[Saved entries]
[Start of section]
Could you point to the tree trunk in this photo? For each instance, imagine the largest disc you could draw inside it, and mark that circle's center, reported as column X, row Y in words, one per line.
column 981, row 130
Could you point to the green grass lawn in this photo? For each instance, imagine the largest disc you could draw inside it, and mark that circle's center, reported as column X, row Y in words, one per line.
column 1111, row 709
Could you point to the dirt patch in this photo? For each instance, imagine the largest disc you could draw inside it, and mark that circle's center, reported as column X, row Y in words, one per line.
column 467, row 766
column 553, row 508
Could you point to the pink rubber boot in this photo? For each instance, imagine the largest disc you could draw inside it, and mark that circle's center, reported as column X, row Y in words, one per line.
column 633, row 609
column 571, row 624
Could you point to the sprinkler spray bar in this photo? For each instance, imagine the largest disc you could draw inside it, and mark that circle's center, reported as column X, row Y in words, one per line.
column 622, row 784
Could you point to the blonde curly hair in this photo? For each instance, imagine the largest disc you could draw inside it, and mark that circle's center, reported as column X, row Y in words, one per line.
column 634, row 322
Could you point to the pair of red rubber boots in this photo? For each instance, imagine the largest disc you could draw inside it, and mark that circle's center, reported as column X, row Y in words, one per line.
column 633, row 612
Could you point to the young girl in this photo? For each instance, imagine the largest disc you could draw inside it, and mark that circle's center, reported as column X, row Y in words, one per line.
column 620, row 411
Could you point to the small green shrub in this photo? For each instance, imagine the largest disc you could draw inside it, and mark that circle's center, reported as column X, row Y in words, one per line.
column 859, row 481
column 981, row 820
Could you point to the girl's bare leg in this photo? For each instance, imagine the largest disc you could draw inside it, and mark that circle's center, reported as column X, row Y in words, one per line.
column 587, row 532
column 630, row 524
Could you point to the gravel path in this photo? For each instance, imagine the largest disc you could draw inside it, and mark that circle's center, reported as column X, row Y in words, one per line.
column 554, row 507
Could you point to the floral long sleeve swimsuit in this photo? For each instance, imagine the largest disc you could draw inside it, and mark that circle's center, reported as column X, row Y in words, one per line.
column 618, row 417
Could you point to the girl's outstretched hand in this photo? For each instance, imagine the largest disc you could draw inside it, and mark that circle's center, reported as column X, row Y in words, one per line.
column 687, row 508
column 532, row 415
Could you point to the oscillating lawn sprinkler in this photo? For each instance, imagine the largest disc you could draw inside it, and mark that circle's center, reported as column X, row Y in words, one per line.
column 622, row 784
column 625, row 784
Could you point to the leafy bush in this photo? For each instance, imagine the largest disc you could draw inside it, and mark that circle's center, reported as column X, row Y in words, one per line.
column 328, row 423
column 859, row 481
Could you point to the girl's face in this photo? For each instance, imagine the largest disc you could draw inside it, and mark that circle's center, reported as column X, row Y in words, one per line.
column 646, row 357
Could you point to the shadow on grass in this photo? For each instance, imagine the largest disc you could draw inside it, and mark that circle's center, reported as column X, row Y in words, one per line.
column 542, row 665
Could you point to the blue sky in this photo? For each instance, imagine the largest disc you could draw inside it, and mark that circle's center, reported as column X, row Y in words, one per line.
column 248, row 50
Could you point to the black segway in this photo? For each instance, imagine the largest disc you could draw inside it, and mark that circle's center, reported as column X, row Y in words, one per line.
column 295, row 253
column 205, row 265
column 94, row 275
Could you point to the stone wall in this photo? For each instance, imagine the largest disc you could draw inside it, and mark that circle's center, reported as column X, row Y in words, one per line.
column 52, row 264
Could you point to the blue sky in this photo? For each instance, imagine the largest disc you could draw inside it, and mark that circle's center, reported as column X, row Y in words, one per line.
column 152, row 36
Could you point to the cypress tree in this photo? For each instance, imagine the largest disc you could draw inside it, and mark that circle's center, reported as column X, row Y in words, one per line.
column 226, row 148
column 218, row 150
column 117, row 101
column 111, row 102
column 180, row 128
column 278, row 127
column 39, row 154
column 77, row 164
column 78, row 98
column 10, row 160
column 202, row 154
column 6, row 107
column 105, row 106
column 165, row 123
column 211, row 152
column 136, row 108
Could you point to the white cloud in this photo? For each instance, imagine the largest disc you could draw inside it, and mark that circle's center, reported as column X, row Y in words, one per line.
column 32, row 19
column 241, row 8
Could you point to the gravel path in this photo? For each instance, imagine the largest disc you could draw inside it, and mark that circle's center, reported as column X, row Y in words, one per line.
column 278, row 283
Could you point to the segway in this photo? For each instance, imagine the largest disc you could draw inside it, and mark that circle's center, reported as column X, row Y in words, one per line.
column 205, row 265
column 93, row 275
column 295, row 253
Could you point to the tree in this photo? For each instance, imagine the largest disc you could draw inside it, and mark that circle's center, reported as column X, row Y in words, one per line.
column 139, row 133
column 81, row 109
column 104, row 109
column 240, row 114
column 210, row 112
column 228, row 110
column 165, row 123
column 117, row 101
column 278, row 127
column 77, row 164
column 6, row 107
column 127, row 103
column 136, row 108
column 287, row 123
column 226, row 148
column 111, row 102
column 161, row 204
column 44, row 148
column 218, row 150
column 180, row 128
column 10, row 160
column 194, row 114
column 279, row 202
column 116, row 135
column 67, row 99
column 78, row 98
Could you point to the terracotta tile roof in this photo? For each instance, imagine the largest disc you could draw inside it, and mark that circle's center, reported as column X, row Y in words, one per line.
[End of section]
## WHAT IS BEING ASKED
Give every line above again, word for word.

## YOUR RESPONSE
Could you point to the tree trunk in this photo? For each instance, imagine the largest disc you could draw inside it, and mark that circle's center, reported as column X, row Y in words, one per line.
column 981, row 130
Could you point to the green grass lawn in this photo? For each instance, imagine the largest disc you could draw inside it, and mark that circle's center, reported as column X, row Y in words, one per line.
column 1111, row 709
Could you point to the dirt patch in this photo? For each instance, imagine the largest disc you could draw inside it, and mark that circle's center, reported as column X, row Y in words, one per line.
column 467, row 766
column 553, row 508
Could you point to the pink rubber boot in this photo? For each instance, imagine the largest disc you could draw inside it, and mark that circle's center, reported as column X, row Y in words, one per line.
column 633, row 609
column 571, row 624
Could you point to the sprinkler spray bar in this photo? For each instance, imagine the largest disc you could draw inside it, and mark that circle's center, reported as column X, row Y in words, one per line.
column 622, row 784
Could you point to the blonde curly hair in this photo? For each instance, imagine the largest disc you could draw inside it, and mark that circle's center, reported as column X, row Y in words, one per line.
column 634, row 322
Could you point to the pair of red rubber boots in this photo? For each instance, imagine the largest disc you could draw inside it, and mark that circle's center, reported as column X, row Y in words, one per line.
column 633, row 612
Could you point to the young girl in this photo? For each instance, imagine the largest disc you could draw inside it, and mark that circle's center, reported as column X, row Y in words, one per line.
column 620, row 411
Could you point to the small green shrub in this photo? For each instance, imagine the largest disc you could draw inside it, and mark that circle's center, reported as column X, row Y in words, one per line.
column 859, row 481
column 981, row 820
Could you point to the girl's bare leg in this photo? For each instance, imagine the largest disc you could draw inside it, and mark that circle's center, reported as column X, row Y in words, one per line.
column 587, row 532
column 630, row 524
Could you point to the gravel path in this photo? For each instance, imagine the largest disc you could draw inside it, and mark that circle's center, reported as column X, row Y in words, one per line.
column 554, row 507
Could you point to the floral long sleeve swimsuit in this photo? For each instance, imagine the largest disc you could draw inside it, and mark that circle's center, reported as column X, row Y in words, one per line.
column 618, row 417
Could you point to the girl's outstretched hand in this photo? For each instance, imagine the largest disc you could draw inside it, and mark that circle's center, reported as column X, row Y in words, one per line.
column 687, row 508
column 532, row 415
Could you point to the oscillating lawn sprinkler in this photo? For each instance, imagine the largest disc you could draw inside it, and mark that circle's center, reported as column X, row Y in words, one per line.
column 622, row 784
column 625, row 784
Could you point to the leafy bush in this photo? For each instance, imagine the largest disc you could draw inside it, and mark that circle's center, reported as column X, row Y in words, one per line.
column 328, row 423
column 859, row 481
Could you point to the girl's face in this photo? For each instance, imagine the largest disc you could draw inside it, and mark that circle's center, reported as column X, row Y in words, one per line.
column 646, row 357
Could you point to the shadow on grass in this photo? For each instance, imagine the largest disc you could draw inside it, and mark that circle's center, reported as column X, row Y in words, one per line.
column 542, row 665
Could you point to the blue sky in this photo? For each instance, imagine the largest disc you could draw inside it, and mark that circle's center, reported as column X, row Y in words, one per line.
column 248, row 50
Could you point to the black segway in this photo? For each instance, imagine the largest disc you could draw inside it, and mark that circle's center, reported as column X, row Y in words, one per line.
column 295, row 253
column 205, row 265
column 94, row 275
Could you point to the stone wall in this photo? For each instance, imagine the largest disc you could draw inside it, and mark that circle's center, reported as column X, row Y in words, one per line.
column 52, row 264
Could you point to the blue sky in this photo? For each instance, imagine the largest disc you could draw inside it, and mark that circle's center, reported as column X, row Y in words, one per line.
column 152, row 36
Could you point to the cypress tree in this photo? For each instance, imagine the largest disc you could draw inside it, and mark that circle's center, reported as column X, row Y in words, one per line.
column 226, row 148
column 218, row 150
column 117, row 101
column 111, row 102
column 180, row 128
column 278, row 127
column 39, row 154
column 77, row 164
column 78, row 98
column 10, row 160
column 202, row 154
column 6, row 107
column 105, row 106
column 165, row 123
column 211, row 152
column 136, row 108
Could you point to the white cloud in this photo? For each instance, imagine the largest disc you could draw inside it, and mark that circle's center, reported as column X, row Y in words, one per line.
column 32, row 19
column 241, row 8
Could you point to the gravel path in this photo? For each instance, imagine the largest disc you could draw inside it, and mark that circle's center, reported as column X, row Y in words, one per line.
column 278, row 283
Could you point to the segway in this photo? For each instance, imagine the largest disc you could draw inside it, and mark that circle's center, reported as column X, row Y in words, one per line.
column 205, row 265
column 93, row 275
column 295, row 253
Could you point to the tree in this photo? For each instance, imagine the largest disc you could draw inside it, and mark that circle's center, reported as column X, row Y in words, one per line.
column 139, row 133
column 81, row 109
column 104, row 109
column 240, row 114
column 210, row 112
column 228, row 110
column 165, row 123
column 117, row 101
column 278, row 127
column 77, row 164
column 6, row 107
column 127, row 103
column 136, row 108
column 287, row 123
column 226, row 148
column 111, row 102
column 161, row 204
column 44, row 148
column 218, row 150
column 180, row 128
column 10, row 160
column 194, row 114
column 279, row 202
column 116, row 135
column 67, row 99
column 78, row 98
Could you point to the terracotta tile roof in this photo? For each instance, imagine the largest disc you could draw inside it, and mark that circle's center, reported as column X, row Y in words, one per line.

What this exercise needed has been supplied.